● EXTRACT PROVIDED
'''

Publication information
- Publisher: Marvel Comics
- First appearance: The Avengers #72 (Jan. 1970)
- Created by: Roy Thomas and Sal Buscema

In-story information
- Alter ego: Daniel Radford
- Team affiliations: Zodiac

= Leo (comics) =

Leo is the name of several characters appearing in American comic books published by Marvel Comics.

==Publication history==
The original Leo first appeared in The Avengers #72 (Jan. 1970), and was created by Roy Thomas and Sal Buscema.

The character subsequently appears in The Avengers #120-123 (Feb.–May 1974), Ghost Rider #7 (Aug. 1974), Iron Man #184 (July 1984), and The West Coast Avengers vol. 2 #26 (Nov. 1987), in which he is killed.

Leo appeared as part of the "Zodiac" entry in The Official Handbook of the Marvel Universe Deluxe Edition #20.

==Fictional character biography==

===Daniel Radford===

Daniel Radford is a founding member of Zodiac, an organization founded by Cornelius van Lunt (Taurus). Van Lunt handpicked Radford and ten others to join Zodiac, concealing his own identity from them. Each member is based in a different American city as part of van Lunt's criminal network, with Radford being based in Los Angeles.

Led by Taurus, Zodiac attempts to kill all Manhattan residents born under the sign of Gemini as a show of power, but are thwarted by the Avengers. Taurus's faction attempts to kill Zodiac dissident faction, but all twelve leaders are captured by the Avengers. A new incarnation of Zodiac, led by Scorpio, kills the original members of Zodiac and takes over their criminal operations.

===Android Leo===
The second Leo is a Life Model Decoy (LMD) created by Scorpio (Jacob Fury) to be part of his Zodiac crime organization. Scorpio attacks his brother, Nick Fury, with his new group, but is defeated by the Defenders and Moon Knight. The Zodiac LMDs are recruited by Quicksilver during his bout with temporary insanity, and Quicksilver orders the Zodiac LMDs to destroy the Avengers for their imagined wrongdoings. The Avengers manage to defeat the group and most of them are taken into custody.

Claiming superiority and believing that Zodiac would eventually kill the Avengers as the androids could never be stopped, Scorpio intends to use the Zodiac Key to transport everyone on the scene to the Key's native dimension, where the conflict could be prolonged indefinitely. When the Zodiac LMDs are transported to the other dimension, they run out of energy and cease to function.

===Female android Leo===
The third Leo is an LMD who was created to resemble Tigra and infiltrate the West Coast Avengers alongside the second LMD of Sagittarius, who resembles Hawkeye. The Sagittarius LMD is discovered by Mockingbird, who along with the help of this LMD version of Leo, is destroyed. Leo takes part in destroying Sagittarius to maintain her cover. Leo is later transported to the Ankh dimension along with the other members of Zodiac, where she dies after running out of energy.

===Ecliptic Leo===
Leo is a later addition to Zodiac who resembled a humanoid lion. As mean, nasty, and brutal as the other Zodiac man-animals, Leo was also a boastful braggart, openly talking of the group’s plans. He accompanies Capricorn and Aries in the theft of Department H's super-organism. Leo is later killed with the rest of Zodiac by Weapon X.

===Thanos' Leo===
The fifth Leo is an unnamed man who Thanos recruited to join his incarnation of Zodiac. During a fight with Hulk, Leo dies of a heart attack. Iron Man subsequently uses Leo's suit to devise a way to shut down the special suits of the other Zodiac members.

==Powers and abilities==
Leo wore a lion-skin costume equipped with claws on his costume's "paws" as weapons.

The Android Leo has super human strength, agility, endurance, a set of razor sharp claws, enhanced hearing and vision.

The female Android Leo had the same abilities as Tigra.

The Ecliptic Leo possessed superhuman strength, besides using claws and fangs. He wielded a gun and a Zodiac teleportation device.

The fifth Leo is an unnamed man who wears a special suit that enables him to assume the form of a humanoid lion.

==In other media==
- Leo appears in The Avengers: United They Stand. This version is a lion-like alien and member of Zodiac.
- Leo-inspired foot soldiers appear in Ultimate Spider-Man as members of Zodiac.

'''

● SOURCE DATA
'''

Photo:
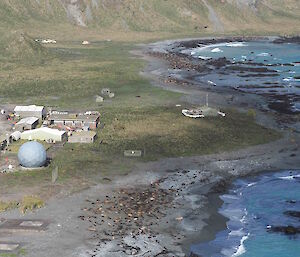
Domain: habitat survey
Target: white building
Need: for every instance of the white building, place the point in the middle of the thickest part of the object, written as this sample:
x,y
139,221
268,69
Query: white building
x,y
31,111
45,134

'''

● HOW TO COMPLETE THIS TASK
Using the Leo article, answer these:
1. In which city is Daniel Radford based?
2. Who recruited the fifth Leo to join Zodiac?
3. In which issue is the original Leo killed?
Rely only on the Leo article for what follows.

● SOLUTION TO THIS TASK
1. Los Angeles
2. Thanos
3. The West Coast Avengers vol. 2 #26 (Nov. 1987)